Job:
Reproduce the text of each item below word for word, omitting the pictures.

Exercise inputs:
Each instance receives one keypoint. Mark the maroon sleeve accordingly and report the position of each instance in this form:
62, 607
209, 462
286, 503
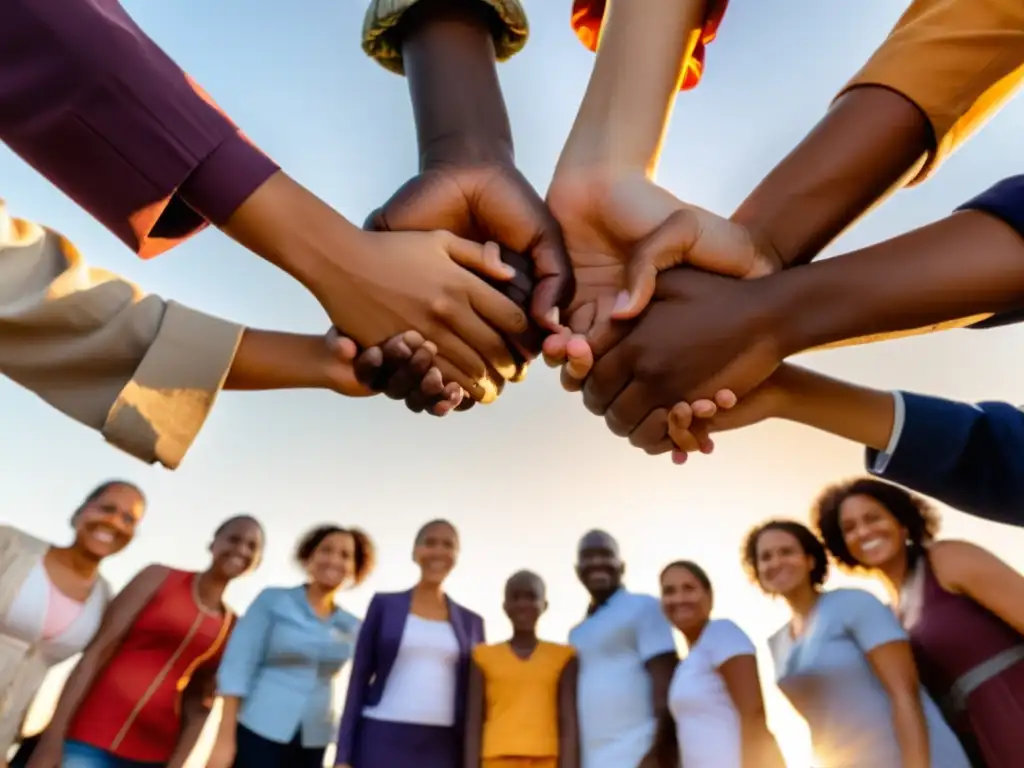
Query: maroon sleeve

Solution to the exercise:
Each instance receives one keypoint. Mark the maroon sleeve accordingly and report the position of each instance in this form:
62, 607
209, 462
286, 503
Query: maroon sleeve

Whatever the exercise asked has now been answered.